> **SEITENTEXT**
* * *

Die sechs weiß lackierten Streitobjekte, deren strahlender Inhalt die Kühlrippen auf Heizungstemperatur erwärmt, sind aber nur Vorboten einer Welle von Atommülltransporten, die in den nächsten zehn Jahren aus La Hague rollen soll: Nicht weniger als 163 Castoren füllt der hochradioaktive Abfall, den die deutsche Atomindustrie nach geschlossenen Verträgen fortschaffen muss. Und in den nächsten 20 Jahren sollen gar noch mehr als 300 Castor-Behälter mit mittelradioaktivem Inhalt nach Deutschland zurückgeholt werden.
"Nicht die Menge ist das Problem, sondern dass das System nicht richtig funktioniert", sagt Bernard Lenail. Der Vertriebsdirektor der Cogema, die die Wiederaufarbeitungsanlage betreibt, ist gar nicht glücklich über seinen größten ausländischen Kunden: "Es muss doch möglich sein, zwischen zwei Wahlen in Deutschland zumindestens einen Transport durchzuführen", wundert sich der Franzose, in dessen Land die Atomabfälle bisweilen von nur einem Polizisten auf dem Motorrad begleitet zum Bahnhof gefahren werden. Die deutschen Castor-Behälter haben der Wiederaufbereitungsanlage sogar Ärger mit der französischen Justiz eingebracht: Es läuft ein Ermittlungsverfahren, da ein Gesetz die Lagerung importierter radioaktiver Abfälle "über die durch die Wiederverarbeitung bedingten technischen Fristen hinaus" verbietet.
Die deutsche Atomindustrie sitzt derweil gewissermaßen auf heißen Kohlen. Nach der jahrelangen Aussetzung der Nukleartransporte wegen des Strahlenskandals sind die Lagerkapazitäten weitgehend ausgeschöpft. In La Hague ist alles für die erste Ladung abgebrannter Brennelemente aus dem AKW Philippsburg vorbereitet. Wenn die politischen Schwierigkeiten ausgeräumt sind und sich der deutsche Atommüll im französischen Behälter seinen Weg durch die Demonstranten gebahnt hat, wird er in La Hague erst einmal wieder jahrelang gelagert. In großen Wasserbecken klingen die alten Brennelemente weiter ab, bis die eigentliche Wiederaufarbeitung beginnen kann. Dazu werden sie in zentimetergroße Stücke zersägt und anschließend in Säure gelöst. Spaltprodukte, das hochgiftige Plutonium und Uran werden chemisch getrennt. Als Abfall fallen nur die Spaltprodukte an, die bei 1.100 Grad verglast und einen Stahlmantel gegossen werden. Diese so genannten Glaskokillen kühlen wiederum jahrelang ab.

* * *

> **BEREITGESTELLTE DATEN**
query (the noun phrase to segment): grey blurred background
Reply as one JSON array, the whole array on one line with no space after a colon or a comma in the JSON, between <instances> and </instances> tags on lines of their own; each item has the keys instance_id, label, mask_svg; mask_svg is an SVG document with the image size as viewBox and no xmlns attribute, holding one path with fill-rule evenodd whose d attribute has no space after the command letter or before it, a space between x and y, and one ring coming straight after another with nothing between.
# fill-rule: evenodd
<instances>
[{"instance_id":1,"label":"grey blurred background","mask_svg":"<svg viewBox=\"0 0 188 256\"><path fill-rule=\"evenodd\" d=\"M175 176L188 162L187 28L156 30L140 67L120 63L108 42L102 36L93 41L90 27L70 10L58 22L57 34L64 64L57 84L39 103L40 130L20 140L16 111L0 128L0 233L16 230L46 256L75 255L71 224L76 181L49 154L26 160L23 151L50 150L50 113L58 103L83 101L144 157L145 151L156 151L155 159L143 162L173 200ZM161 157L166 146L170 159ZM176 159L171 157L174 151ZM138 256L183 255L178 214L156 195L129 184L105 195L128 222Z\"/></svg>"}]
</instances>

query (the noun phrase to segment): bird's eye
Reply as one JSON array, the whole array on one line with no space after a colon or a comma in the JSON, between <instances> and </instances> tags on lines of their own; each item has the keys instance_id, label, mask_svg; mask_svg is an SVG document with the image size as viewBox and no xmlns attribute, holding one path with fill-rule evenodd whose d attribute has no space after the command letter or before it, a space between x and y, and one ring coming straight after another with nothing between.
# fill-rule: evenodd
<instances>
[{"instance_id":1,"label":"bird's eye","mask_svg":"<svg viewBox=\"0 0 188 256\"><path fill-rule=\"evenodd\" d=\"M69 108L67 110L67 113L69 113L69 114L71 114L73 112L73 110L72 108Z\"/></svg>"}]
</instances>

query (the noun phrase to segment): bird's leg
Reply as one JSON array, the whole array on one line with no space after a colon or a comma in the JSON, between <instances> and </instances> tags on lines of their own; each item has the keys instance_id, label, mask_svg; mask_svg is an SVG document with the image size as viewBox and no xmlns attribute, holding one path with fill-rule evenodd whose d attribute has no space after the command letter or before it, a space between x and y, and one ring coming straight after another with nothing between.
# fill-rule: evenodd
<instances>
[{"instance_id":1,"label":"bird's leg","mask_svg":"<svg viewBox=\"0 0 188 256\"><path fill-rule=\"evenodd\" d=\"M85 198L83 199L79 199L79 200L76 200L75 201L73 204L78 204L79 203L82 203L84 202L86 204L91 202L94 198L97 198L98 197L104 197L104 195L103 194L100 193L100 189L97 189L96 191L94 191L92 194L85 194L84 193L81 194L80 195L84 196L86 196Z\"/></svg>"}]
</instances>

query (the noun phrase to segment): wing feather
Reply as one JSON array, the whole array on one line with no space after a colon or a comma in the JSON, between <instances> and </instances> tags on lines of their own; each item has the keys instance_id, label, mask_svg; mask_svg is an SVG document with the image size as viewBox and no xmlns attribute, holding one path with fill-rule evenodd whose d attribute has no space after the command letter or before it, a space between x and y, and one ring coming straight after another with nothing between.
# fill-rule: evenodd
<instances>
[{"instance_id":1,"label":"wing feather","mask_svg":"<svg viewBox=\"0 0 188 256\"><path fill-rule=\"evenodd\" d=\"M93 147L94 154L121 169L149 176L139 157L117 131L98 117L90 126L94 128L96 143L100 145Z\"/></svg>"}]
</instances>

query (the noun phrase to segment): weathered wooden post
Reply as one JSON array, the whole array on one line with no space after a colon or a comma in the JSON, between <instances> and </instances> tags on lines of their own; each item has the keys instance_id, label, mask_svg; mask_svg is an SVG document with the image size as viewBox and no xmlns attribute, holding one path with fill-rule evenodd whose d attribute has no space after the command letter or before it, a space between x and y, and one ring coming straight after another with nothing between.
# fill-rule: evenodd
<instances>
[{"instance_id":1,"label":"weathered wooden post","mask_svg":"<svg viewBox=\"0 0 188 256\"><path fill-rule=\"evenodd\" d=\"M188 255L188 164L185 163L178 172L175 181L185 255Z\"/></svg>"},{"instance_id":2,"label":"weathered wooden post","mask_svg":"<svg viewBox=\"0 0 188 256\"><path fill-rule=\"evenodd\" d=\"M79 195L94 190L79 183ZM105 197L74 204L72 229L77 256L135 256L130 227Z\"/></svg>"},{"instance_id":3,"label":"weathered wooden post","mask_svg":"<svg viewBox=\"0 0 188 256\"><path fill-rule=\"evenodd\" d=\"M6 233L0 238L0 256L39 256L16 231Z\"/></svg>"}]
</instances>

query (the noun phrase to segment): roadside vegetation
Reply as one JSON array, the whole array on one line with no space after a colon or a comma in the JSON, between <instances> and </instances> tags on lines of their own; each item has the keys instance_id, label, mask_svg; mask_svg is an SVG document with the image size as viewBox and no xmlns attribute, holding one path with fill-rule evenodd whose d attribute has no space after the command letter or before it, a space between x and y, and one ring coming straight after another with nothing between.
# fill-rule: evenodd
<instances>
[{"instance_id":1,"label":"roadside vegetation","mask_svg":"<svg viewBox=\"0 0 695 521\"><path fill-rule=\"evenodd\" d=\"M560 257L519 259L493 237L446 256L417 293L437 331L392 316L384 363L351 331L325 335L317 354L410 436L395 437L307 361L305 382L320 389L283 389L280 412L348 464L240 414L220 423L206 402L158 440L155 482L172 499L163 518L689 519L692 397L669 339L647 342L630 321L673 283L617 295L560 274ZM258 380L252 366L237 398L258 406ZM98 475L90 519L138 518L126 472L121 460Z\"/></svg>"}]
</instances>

* * *

> **AUFGABENSTELLUNG**
A: Kannst du den Absatz des Seitentexts, der mit „Die sechs weiß lackierten Streitobjekte“ beginnt, als knappe Liste mit seinen wichtigsten Fakten wiedergeben?
B: Kannst du aus dem Seitentext alles von „Die sechs weiß“ bis hinunter zu „Deutschland zurückgeholt werden.“ wortgetreu extrahieren?
Die Zeilen stammen aus einer anderen Quelle als der Seitentext.

> **ANTWORTEN**
A:
- Die sechs weiß lackierten Streitobjekte, deren strahlender Inhalt die Kühlrippen auf Heizungstemperatur erwärmt, sind nur Vorboten einer Welle von Atommülltransporten aus La Hague.
- In den nächsten zehn Jahren sollen 163 Castoren mit hochradioaktivem Abfall rollen, den die deutsche Atomindustrie laut geschlossenen Verträgen fortschaffen muss.
- In den nächsten 20 Jahren sollen zusätzlich mehr als 300 Castor-Behälter mit mittelradioaktivem Inhalt nach Deutschland zurückgeholt werden.

B:
Die sechs weiß lackierten Streitobjekte, deren strahlender Inhalt die Kühlrippen auf Heizungstemperatur erwärmt, sind aber nur Vorboten einer Welle von Atommülltransporten, die in den nächsten zehn Jahren aus La Hague rollen soll: Nicht weniger als 163 Castoren füllt der hochradioaktive Abfall, den die deutsche Atomindustrie nach geschlossenen Verträgen fortschaffen muss. Und in den nächsten 20 Jahren sollen gar noch mehr als 300 Castor-Behälter mit mittelradioaktivem Inhalt nach Deutschland zurückgeholt werden.